#### Required work:
- a) From the feature selection text, list the city features that the top-5 linear correlation method identifies as best related to a city's global ranking.
- b) Carry the feature selection text forward from its final sentence, continuing the explanation of mutual information.

=== Document excerpt ===

According to the top-5 linear correlation feature selection method, the best features that relate to a city’s global ranking are the number of major airports it has, its unemployment rate, its GDP per capita, its metropolitan population, and its annual population growth.^{303}

#### Mutual Information

**Information gain** is a popular **entropy-based** method of feature selection that measures the amount of dependence between features by quantifying the amount of mutual information between them. In general, this quantifies the **amount of information** obtained about a predictor \(X_i\) by observing the target feature \(Y\).

=== Records provided ===

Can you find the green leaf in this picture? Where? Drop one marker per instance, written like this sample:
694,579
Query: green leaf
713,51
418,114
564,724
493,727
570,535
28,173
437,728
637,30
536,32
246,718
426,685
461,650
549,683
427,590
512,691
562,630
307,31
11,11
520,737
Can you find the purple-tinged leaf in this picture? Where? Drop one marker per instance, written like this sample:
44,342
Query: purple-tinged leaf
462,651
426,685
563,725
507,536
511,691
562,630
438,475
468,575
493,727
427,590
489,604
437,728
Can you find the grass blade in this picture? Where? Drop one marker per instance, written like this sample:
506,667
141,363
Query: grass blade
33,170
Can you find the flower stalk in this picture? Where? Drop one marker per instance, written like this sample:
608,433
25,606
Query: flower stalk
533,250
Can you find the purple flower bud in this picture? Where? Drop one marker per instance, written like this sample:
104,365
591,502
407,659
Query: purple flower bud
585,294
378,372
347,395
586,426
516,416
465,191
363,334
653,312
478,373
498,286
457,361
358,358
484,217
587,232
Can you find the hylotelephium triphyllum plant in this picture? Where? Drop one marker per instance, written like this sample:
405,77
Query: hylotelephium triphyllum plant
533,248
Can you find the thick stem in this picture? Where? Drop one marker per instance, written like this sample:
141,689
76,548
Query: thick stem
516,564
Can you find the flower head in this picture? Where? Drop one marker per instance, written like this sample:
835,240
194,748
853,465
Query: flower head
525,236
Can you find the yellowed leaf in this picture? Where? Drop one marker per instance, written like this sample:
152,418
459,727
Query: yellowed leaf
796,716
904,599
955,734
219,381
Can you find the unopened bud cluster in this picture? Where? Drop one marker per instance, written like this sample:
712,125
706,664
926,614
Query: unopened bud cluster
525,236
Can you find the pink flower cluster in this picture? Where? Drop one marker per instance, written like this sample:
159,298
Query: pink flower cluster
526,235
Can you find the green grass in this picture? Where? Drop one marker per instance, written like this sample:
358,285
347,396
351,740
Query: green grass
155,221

===

#### Results for each task:
- a)
- number of major airports
- unemployment rate
- GDP per capita
- metropolitan population
- annual population growth

- b)
Mutual information can be expressed as \[\text{IG}(X_i;Y) = H(X_i) - H(X_i\mid Y),\] where \(H(X_i)\) is the **marginal entropy** of \(X_i\) and \(H(X_i\mid Y)\) is the **conditional entropy** of \(X_i\) given \(Y\) [307], an \[H(X_i) = \text{E}_{X_i}[-\log p(X_i)], \quad H(X_i\mid Y) = \text{E}_{(X_i,Y)}[-\log p(X_i\mid Y)],\] where \(p(X_i)\) and \(p(X_i\mid Y)\) are the probability density functions of the random variables \(X_i\) and \(X_i\mid Y\), respectively.

How is \(\text{IG}\) interpreted? Consider the following example: let \(Y\) represent the salary of an individual (continuous), \(X_1\) their hair colour (categorical), \(X_2\) their age (continuous), \(X_3\) their height (continuous), and \(X_4\) their self-reported gender (categorical). A sample of \(n=2144\) individuals is found in `demo1.csv`

.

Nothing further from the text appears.